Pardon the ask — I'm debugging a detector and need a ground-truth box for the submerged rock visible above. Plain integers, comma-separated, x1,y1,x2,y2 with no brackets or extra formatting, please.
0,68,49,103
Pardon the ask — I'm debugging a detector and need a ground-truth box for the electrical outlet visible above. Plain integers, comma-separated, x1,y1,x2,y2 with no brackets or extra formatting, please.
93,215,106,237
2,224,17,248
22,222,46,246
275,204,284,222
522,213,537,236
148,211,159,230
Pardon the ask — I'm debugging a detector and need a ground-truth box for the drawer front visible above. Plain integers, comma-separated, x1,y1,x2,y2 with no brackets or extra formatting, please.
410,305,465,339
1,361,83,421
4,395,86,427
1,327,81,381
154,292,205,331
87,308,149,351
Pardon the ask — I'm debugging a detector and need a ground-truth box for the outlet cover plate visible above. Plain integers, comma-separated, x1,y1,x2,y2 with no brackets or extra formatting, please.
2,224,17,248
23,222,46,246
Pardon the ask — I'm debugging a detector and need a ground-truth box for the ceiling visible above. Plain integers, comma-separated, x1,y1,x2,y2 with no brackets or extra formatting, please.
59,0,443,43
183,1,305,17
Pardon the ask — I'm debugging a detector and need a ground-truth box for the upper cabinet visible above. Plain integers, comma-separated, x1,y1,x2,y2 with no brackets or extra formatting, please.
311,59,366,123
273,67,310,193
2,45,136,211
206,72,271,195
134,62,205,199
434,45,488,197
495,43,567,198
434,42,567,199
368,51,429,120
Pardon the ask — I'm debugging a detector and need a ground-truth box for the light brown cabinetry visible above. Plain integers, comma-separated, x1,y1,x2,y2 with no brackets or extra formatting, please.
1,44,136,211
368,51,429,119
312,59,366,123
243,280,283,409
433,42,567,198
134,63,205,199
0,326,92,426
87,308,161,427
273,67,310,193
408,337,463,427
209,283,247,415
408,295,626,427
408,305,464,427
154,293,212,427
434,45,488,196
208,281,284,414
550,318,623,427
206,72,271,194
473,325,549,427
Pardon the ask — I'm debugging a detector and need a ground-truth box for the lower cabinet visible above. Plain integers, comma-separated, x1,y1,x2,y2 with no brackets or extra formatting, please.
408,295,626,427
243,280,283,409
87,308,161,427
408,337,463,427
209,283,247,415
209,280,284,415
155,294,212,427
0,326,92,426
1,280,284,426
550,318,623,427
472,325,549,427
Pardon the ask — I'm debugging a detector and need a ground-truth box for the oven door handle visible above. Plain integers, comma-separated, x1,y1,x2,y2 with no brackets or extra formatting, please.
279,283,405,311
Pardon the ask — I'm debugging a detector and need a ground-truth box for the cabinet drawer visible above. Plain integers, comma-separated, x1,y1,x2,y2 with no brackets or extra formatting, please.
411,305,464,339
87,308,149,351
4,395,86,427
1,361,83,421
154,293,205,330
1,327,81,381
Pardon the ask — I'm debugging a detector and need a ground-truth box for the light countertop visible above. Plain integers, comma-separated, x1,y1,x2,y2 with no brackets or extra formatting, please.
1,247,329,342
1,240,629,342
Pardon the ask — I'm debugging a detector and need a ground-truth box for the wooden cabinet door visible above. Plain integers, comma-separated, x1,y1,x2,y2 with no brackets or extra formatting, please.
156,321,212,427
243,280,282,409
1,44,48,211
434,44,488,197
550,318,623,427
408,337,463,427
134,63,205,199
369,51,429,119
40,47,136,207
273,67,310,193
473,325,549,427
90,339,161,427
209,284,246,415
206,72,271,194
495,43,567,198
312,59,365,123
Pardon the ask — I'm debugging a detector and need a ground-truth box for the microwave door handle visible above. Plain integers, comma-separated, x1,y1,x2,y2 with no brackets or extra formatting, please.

=== Problem to solve ===
Nothing is to be left out, and every entry is to be transcribed exactly.

=== Exercise answer ===
Pardon the ask — I'm debugging a detector and need a ground-truth box for the submerged rock visible above. Plain integers, comma-separated, x1,y1,x2,y2 with no brackets or extra formatting, please.
0,68,49,103
Pardon the ask — I'm debugging a detector and need a ground-truth box for the electrical outlet visible above. Plain integers, comma-separated, x1,y1,x2,y2 with no brackets or extra formatting, please.
93,215,106,237
2,224,17,248
22,222,46,246
275,204,284,222
522,213,537,236
148,211,159,230
Pardon the ask — I'm debugging a detector and need a ground-truth box for the drawer front visible above. Plain integers, comma-separated, x1,y1,x2,y2 with no brackets or extra formatting, please.
410,305,465,339
1,361,83,421
4,395,86,427
1,327,81,381
154,292,205,331
87,308,149,351
Pardon the ask — I'm debugging a detector and need a ground-truth box for the outlet cover plate visible above. Plain integers, comma-separated, x1,y1,x2,y2 with no brackets or extra formatting, please.
2,224,17,248
23,222,46,246
Pardon the ask — I'm debugging a detector and need a ground-truth box for the ceiling visible above. Plain integers, comma-separated, x1,y1,x2,y2 with no brackets or extra formatting, please.
59,0,443,43
183,1,305,17
Pardon the ask — I'm debugging a detector and need a ground-truth box for the upper cabinet visible above. Plain integers, comma-separated, x1,y1,x2,y2 with no brackets or extra formatting, please.
311,59,366,123
273,67,310,193
2,45,136,211
206,72,271,195
134,62,205,199
434,45,488,197
495,43,567,198
434,42,567,199
368,51,429,120
Pardon the ask — I'm debugging a detector and need a ground-truth box for the light brown cabinetry visible above. Plain integers, comma-separated, x1,y1,x2,y2 with no brackets or extra formatting, please.
1,44,136,211
368,51,429,119
312,59,366,123
243,280,283,409
433,42,567,198
134,63,205,199
0,326,92,426
87,308,161,427
273,67,310,193
408,337,463,427
209,283,247,415
408,295,626,427
408,305,464,427
154,293,212,427
434,45,488,196
208,281,284,414
550,318,623,427
206,72,271,194
473,325,549,427
Pardon the ask — I'm debugging a detector and need a ground-truth box for the lower cabinet visible above. Plain integers, comma-separated, x1,y1,x2,y2 with no brackets or extra formatting, please.
408,295,626,427
243,280,283,409
87,308,161,427
408,337,463,427
209,283,247,415
209,280,284,415
155,294,212,427
0,326,92,426
1,280,284,426
550,318,623,427
472,325,549,427
Pardon the ask — I'm debugging a detector and need a ground-truth box for the oven door handle visible above. Plain integers, comma-separated, x1,y1,x2,y2 with no brackets or extra formatting, please.
279,283,405,311
Pardon the ask — I'm debugging a detector and need a ground-truth box for the cabinet drawer visible above. Plain integers, comma-separated, x1,y1,x2,y2 with no brackets or extra formatting, please.
411,305,464,339
87,308,149,351
4,395,86,427
1,361,83,421
154,293,205,330
1,327,81,381
Pardon the ask — I'm debugging a detector and need a ground-truth box for the light countertop visible above. Plain integers, comma-separated, x1,y1,x2,y2 with no brackets or extra formatting, please.
1,247,329,342
1,240,629,342
Pardon the ask — I'm debugging a detector and need a ground-truth box for the wooden cabinet door visible above. Plain integers, comma-separated, x1,y1,x2,y2 with no brackets or extra formatting, please.
156,321,212,427
243,280,282,409
1,44,48,211
434,44,488,197
550,318,623,427
408,337,463,427
134,63,205,199
369,51,429,119
40,47,136,207
273,67,310,193
473,325,549,427
90,339,161,427
209,284,246,415
206,72,271,194
495,43,567,198
312,59,365,123
Pardon the ask — I'm debugging a detector and need a ground-truth box for the microwave door handle visible above. Plain integers, comma-separated, x1,y1,x2,y2 with no brackets or extra formatting, please.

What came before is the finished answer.